_Passage shown_:
Introduction The clinical use of an all-polymer knee which articulated a polyacetal femoral component against an ultra high molecular weight polyethylene (UHMWPE) tibial component has been reported [1]. A ‘polyacetal group’ of 63 total knee replacements were followed for at least ten years and no instances of femoral component fracture or failure due to wear occurred [1]. Such results are remarkable for an all-polymer pros-thesis in such a heavily loaded joint as the knee. Recently a wear screening device has been described which reproduced in vitro the clinical wear rates reported for three biopolymers which have been employed as the acetabular cup material in hip prostheses [2]. Given this validated rig, the objective of the work reported here was to undertake wear tests of polyacetal against UHMWPE.
Materials and Methods The polyacetal and UHMWPE couples were tested using a modified, four-station, pin-on-plate wear test rig [2]. The modification entailed the addition of rotational motion to the test pins, in addition to the standard reciprocating motion, to give multi-directional motion. In the wear tests, two stations had reciprocation-only and two applied multi-directional motion. Investigating the influence of both types of motion permitted a fuller tribological analysis to be undertaken. Control pins and control plates were included to account for any weight change due to lubricant uptake. A load of 40N was employed and reciprocating and rotating speeds of 1Hz were chosen. The lubricant consisted of 25% bovine calf serum and 75% distilled water, which was heated to 37°C during testing. A standardised cleaning and weighing protocol was followed, and the pins and plates were weighed on a balance sensitive to 0.1mg.

(Image point grounding data)

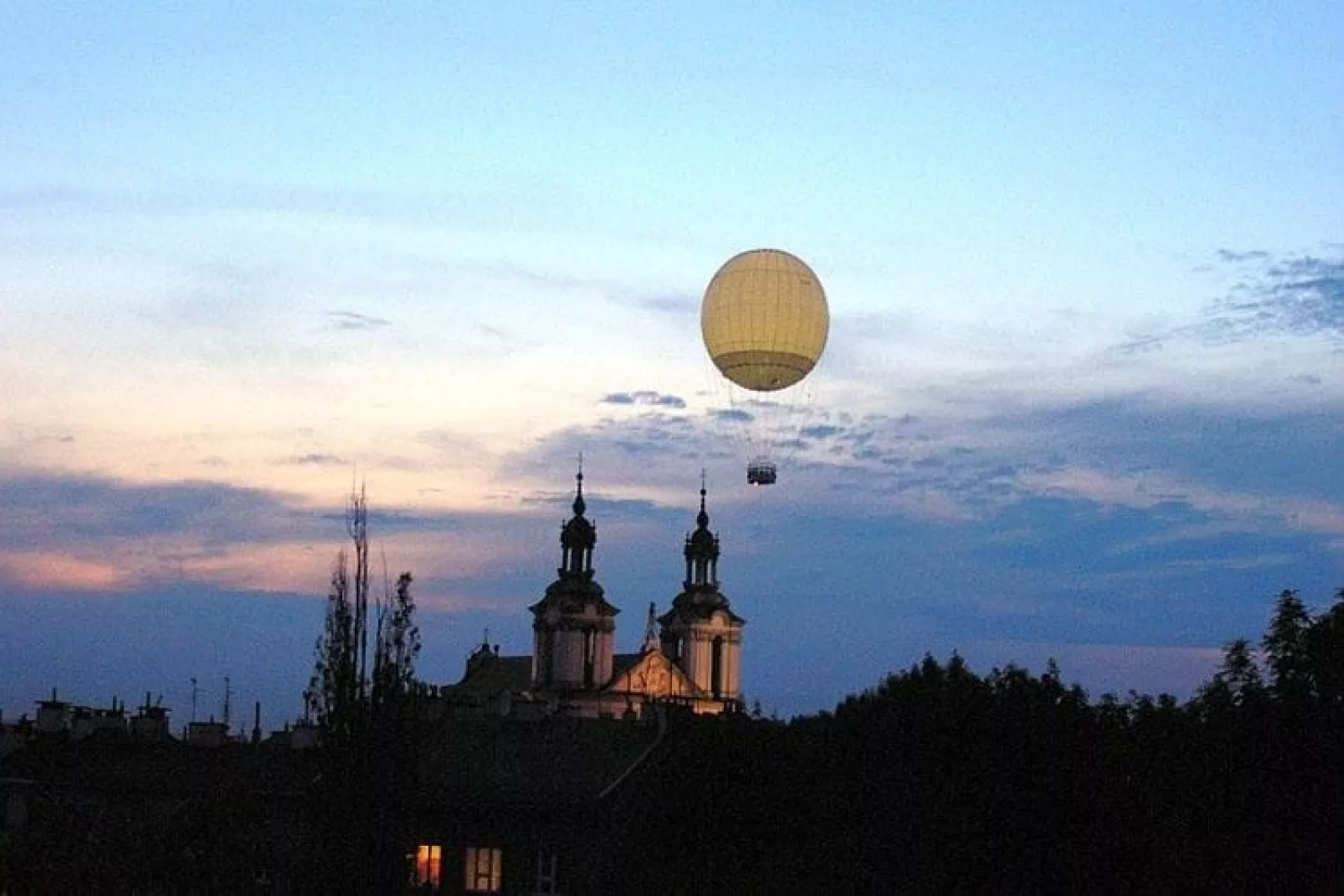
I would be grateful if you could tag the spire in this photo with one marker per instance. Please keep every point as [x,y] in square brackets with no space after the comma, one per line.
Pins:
[578,489]
[702,519]
[578,535]
[702,550]
[651,630]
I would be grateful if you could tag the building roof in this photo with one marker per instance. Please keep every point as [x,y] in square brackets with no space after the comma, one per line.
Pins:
[557,760]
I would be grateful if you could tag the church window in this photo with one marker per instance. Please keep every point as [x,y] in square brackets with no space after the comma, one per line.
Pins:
[547,862]
[716,668]
[428,864]
[589,657]
[484,869]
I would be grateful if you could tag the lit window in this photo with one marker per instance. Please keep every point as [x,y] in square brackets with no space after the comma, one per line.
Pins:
[484,869]
[429,862]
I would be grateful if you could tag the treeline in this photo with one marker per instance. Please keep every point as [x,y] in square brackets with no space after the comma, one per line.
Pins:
[940,780]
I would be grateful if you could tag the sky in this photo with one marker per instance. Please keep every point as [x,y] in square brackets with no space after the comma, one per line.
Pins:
[1081,398]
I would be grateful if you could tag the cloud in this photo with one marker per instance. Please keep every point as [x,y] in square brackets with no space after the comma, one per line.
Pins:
[316,459]
[645,398]
[1292,296]
[354,321]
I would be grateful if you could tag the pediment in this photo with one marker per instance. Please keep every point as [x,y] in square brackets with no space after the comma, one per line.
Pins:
[654,676]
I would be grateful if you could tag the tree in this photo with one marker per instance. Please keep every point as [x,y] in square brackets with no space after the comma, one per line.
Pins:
[1286,649]
[366,716]
[346,698]
[397,647]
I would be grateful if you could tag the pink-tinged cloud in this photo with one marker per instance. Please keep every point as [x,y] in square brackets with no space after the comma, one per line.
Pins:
[58,571]
[1148,489]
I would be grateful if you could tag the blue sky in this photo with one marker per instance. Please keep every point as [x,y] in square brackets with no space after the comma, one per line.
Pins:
[1081,398]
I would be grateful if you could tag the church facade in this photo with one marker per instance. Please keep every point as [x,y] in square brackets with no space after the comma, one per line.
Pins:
[690,656]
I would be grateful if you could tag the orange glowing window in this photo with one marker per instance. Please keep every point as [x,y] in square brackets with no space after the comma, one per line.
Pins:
[429,862]
[484,869]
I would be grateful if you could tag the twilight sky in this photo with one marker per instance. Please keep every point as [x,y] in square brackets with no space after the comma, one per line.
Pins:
[1082,394]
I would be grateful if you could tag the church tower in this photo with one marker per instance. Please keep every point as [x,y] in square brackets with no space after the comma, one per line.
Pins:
[572,627]
[700,633]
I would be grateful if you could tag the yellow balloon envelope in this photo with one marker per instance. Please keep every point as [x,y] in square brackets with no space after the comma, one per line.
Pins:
[765,320]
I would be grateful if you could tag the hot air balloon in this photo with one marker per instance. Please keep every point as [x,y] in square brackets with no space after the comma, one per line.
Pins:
[765,324]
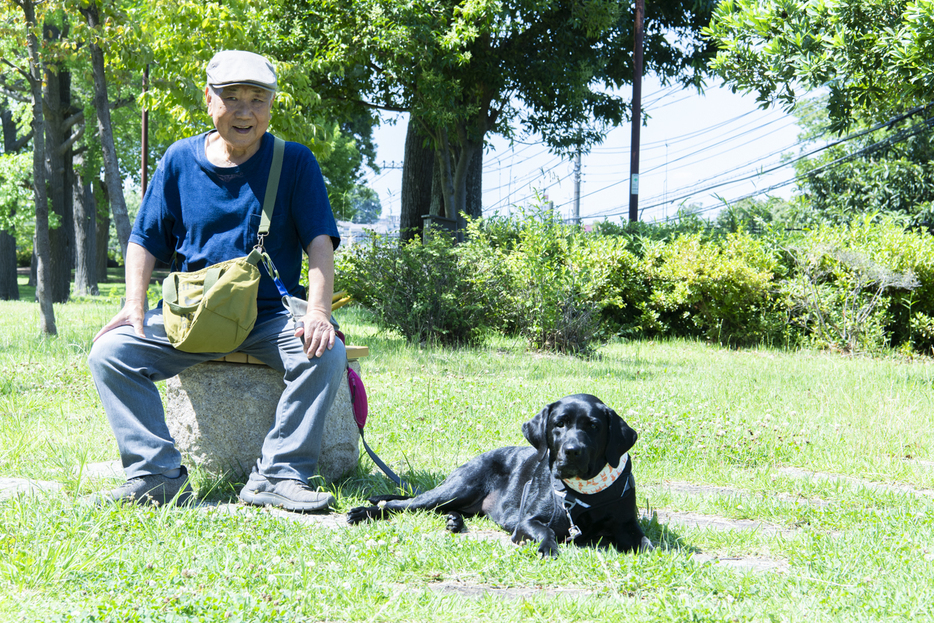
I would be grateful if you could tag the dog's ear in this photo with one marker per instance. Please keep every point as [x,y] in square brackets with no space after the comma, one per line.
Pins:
[536,429]
[621,437]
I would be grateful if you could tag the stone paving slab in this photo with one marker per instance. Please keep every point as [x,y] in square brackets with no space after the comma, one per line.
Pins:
[689,488]
[11,487]
[880,487]
[105,469]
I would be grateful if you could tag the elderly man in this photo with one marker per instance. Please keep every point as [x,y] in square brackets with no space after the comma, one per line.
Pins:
[203,207]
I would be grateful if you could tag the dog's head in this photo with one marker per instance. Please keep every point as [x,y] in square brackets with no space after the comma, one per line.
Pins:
[581,436]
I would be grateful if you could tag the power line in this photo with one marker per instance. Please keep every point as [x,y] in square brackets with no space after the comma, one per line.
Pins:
[886,142]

_Requirement 1_: What is the exact wording of the polyacetal wear study from "Introduction The clinical" up to and including "polyacetal against UHMWPE."? Output it.
_Requirement 2_:
Answer these questions from the polyacetal wear study:
(a) How many total knee replacements were in the polyacetal group that was followed?
(b) What load was used in the wear tests?
(c) To what temperature was the lubricant heated during testing?
_Requirement 3_: Can you write the next part of the polyacetal wear study, picking up after its final sentence?

_Written response 1_:
Introduction The clinical use of an all-polymer knee which articulated a polyacetal femoral component against an ultra high molecular weight polyethylene (UHMWPE) tibial component has been reported [1]. A ‘polyacetal group’ of 63 total knee replacements were followed for at least ten years and no instances of femoral component fracture or failure due to wear occurred [1]. Such results are remarkable for an all-polymer pros-thesis in such a heavily loaded joint as the knee. Recently a wear screening device has been described which reproduced in vitro the clinical wear rates reported for three biopolymers which have been employed as the acetabular cup material in hip prostheses [2]. Given this validated rig, the objective of the work reported here was to undertake wear tests of polyacetal against UHMWPE.

_Written response 2_:
(a) 63
(b) 40N
(c) 37°C

_Written response 3_:
Results and Discussion After an average of 1.4 million cycles of sliding, the mean wear factors were: UHMWPE pins rubbing against polyacetal plates, 1.5 x 10-6mm3/ Nm under reciprocation, and 4.1 x 10-6mm3/Nm under multi-directional motion. For polyacetal pins rubbing against UHMWPE plates they were 0.7 x 10-6mm3/ Nm under reciprocation, and 2.8 x 10-6mm3/Nm under multi-directional motion. As can be seen, the wear factors depended on both the orientation of the material, whether it was a pin or a plate, and the motion it was subjected to. The increase in weight of the polyacetal control components due to lubricant uptake was many times that of the UHMWPE components. For example the UHMWPE control plate showed an increase of 0.2mg compared with 33.4mg for the polyacetal control plate. Using the same wear screening rig, the wear factors for UHMWPE articulating against stainless steel were measured to be 0.1 x10-6mm3/Nm under reciprocating motion and 1.1 x10-6mm3/Nm under multi-directional motion [2]. Though greater than this latter value, the all-polymer wear factors were not excessively high and were less under reciprocation-only. How much multi-directional motion, or cross-shear, it is appropriate to apply to a wear simulation of an artificial knee joint is worth further investigation, as it may be much less than in the hip joint.